THE TASK → Lay out the rows below as a JSON list of strings, one string per line with blank lines omitted, starting at the line containing "Where can you see the castle" and running through the last row.

Named object pointing entries:
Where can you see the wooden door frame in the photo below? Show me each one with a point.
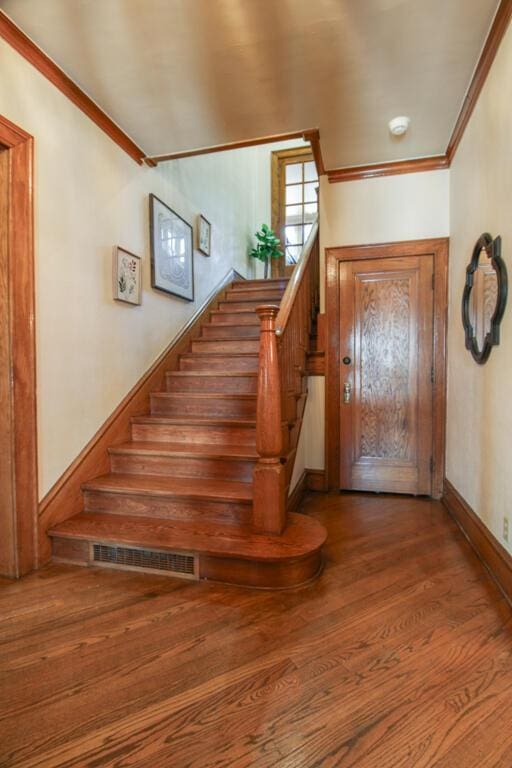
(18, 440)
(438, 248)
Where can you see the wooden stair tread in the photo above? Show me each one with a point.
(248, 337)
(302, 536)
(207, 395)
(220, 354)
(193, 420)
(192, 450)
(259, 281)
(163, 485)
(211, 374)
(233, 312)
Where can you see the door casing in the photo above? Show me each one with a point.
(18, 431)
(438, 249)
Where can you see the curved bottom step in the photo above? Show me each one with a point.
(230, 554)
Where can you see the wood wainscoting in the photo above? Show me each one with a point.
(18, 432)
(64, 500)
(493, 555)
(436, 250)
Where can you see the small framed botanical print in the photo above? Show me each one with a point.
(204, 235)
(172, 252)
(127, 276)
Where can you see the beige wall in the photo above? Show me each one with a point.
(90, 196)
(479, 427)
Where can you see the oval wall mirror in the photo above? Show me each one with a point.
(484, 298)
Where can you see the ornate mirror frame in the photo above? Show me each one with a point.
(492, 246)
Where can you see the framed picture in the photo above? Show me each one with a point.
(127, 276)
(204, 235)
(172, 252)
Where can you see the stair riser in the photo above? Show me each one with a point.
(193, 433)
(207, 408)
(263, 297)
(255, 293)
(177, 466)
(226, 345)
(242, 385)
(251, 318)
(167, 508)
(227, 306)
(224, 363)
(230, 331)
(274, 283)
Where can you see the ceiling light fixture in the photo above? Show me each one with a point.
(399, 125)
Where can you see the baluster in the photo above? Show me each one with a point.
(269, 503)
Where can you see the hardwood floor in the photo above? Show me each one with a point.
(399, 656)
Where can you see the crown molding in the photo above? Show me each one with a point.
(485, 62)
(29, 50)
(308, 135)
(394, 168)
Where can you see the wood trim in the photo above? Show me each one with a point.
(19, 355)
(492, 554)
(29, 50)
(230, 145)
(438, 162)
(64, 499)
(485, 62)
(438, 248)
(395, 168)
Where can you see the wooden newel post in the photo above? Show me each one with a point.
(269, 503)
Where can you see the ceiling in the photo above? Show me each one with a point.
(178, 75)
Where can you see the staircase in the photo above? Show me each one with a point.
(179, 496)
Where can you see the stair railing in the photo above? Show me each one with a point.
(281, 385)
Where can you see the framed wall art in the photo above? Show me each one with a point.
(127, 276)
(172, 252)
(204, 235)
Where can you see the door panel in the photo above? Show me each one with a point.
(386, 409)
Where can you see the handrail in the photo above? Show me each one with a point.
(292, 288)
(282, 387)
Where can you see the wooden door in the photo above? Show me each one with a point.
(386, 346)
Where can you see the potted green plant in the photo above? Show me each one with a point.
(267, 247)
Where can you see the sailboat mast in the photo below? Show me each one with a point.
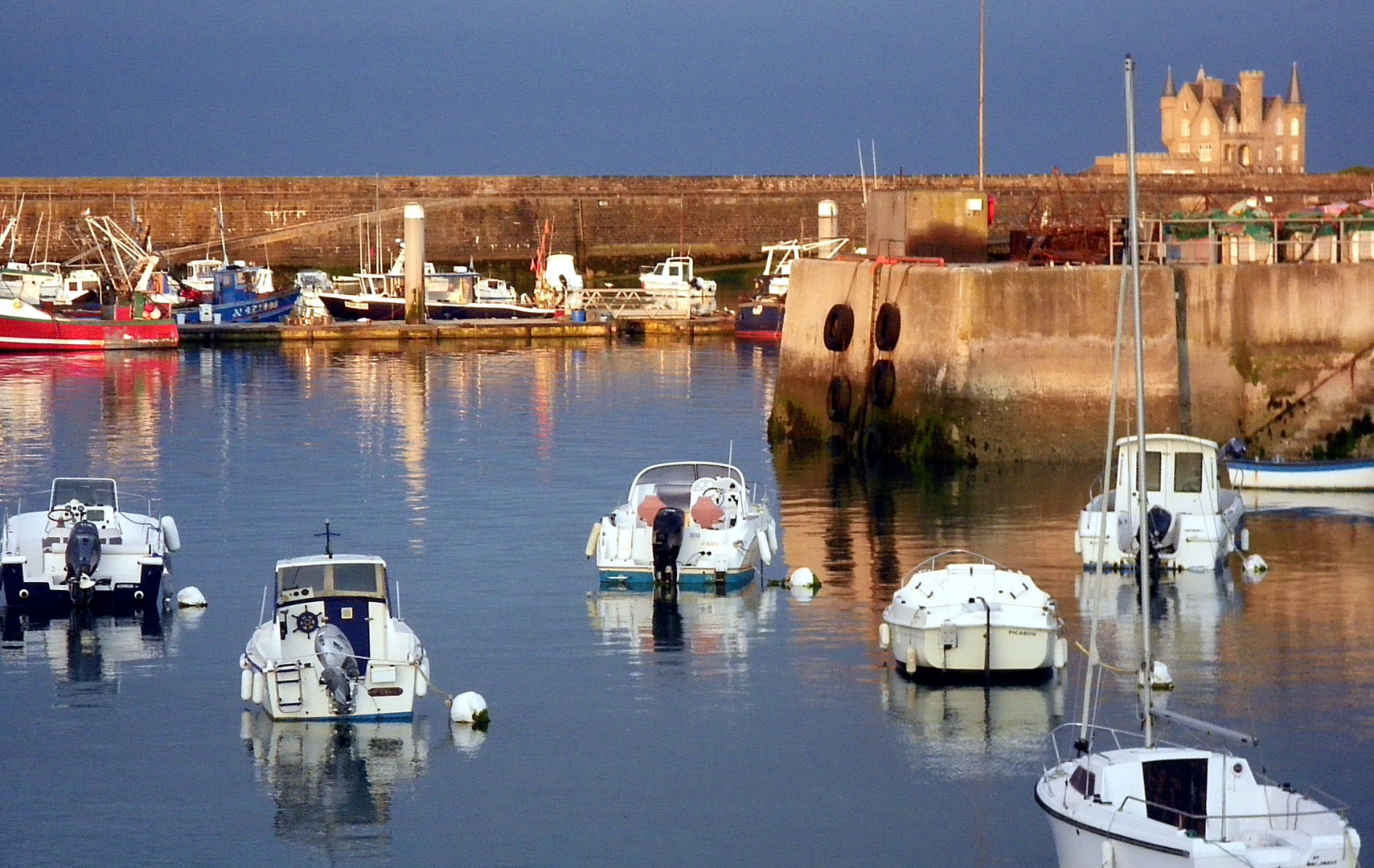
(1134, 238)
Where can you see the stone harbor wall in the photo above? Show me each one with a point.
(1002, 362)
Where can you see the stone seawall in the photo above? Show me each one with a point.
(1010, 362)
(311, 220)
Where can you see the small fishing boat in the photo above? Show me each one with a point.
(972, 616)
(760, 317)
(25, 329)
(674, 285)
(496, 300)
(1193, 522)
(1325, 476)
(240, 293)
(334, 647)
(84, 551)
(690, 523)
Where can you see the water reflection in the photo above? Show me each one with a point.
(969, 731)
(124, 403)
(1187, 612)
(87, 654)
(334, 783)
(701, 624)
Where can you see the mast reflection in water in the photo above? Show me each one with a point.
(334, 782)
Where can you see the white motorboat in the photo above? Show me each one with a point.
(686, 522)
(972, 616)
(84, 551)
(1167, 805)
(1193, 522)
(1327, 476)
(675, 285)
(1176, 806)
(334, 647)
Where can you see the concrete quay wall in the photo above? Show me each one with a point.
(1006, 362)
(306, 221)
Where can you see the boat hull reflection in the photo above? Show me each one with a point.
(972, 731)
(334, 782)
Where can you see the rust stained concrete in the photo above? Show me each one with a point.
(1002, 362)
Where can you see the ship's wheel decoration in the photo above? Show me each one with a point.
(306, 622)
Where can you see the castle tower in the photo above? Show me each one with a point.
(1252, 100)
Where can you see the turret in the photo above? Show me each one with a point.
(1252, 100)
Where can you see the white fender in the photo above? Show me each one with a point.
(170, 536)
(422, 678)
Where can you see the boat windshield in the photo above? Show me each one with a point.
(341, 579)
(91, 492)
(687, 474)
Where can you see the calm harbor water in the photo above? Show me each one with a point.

EXERCISE SOLUTION →
[
  "Where can you see the castle tower in the photo above? Show me each one with a point.",
  "(1252, 100)",
  "Where can you see the turret in the photo above? Show me each one with a point.",
  "(1252, 100)",
  "Where can you see the white fender in the photo above? Show me each one with a point.",
  "(170, 536)",
  "(422, 678)",
  "Where can you see the boat windshield in the photo above? Show me each one with a point.",
  "(341, 579)",
  "(91, 492)",
  "(687, 474)",
  "Where can you see the calm harbor water in the photo above? Show me each one with a point."
]